** Opening Supplied data block **

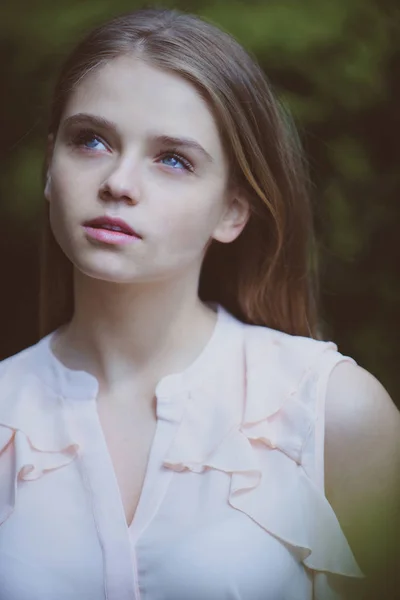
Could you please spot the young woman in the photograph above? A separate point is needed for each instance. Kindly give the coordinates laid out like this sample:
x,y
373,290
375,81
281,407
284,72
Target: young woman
x,y
180,431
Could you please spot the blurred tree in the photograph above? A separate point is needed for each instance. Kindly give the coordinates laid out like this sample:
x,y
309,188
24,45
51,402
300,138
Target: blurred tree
x,y
335,65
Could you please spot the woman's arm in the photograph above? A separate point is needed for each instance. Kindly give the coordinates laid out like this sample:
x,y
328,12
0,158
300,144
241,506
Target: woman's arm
x,y
362,473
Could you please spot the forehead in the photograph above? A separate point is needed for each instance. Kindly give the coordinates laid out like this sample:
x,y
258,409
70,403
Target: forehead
x,y
140,97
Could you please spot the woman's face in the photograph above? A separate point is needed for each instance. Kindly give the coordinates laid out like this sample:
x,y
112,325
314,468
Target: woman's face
x,y
139,143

** Closing Supplied data block **

*Your objective*:
Set down, please, the lines from the line holding "Target: forehead" through the final line of the data, exactly and with nothing added.

*Answer to the exercise*:
Target: forehead
x,y
140,97
Could you please spot the woman's face in the photograph above? A separate point is needed for each instance. Kindly give the coordinates laid out like this sample:
x,y
112,325
314,468
Target: woman's face
x,y
139,143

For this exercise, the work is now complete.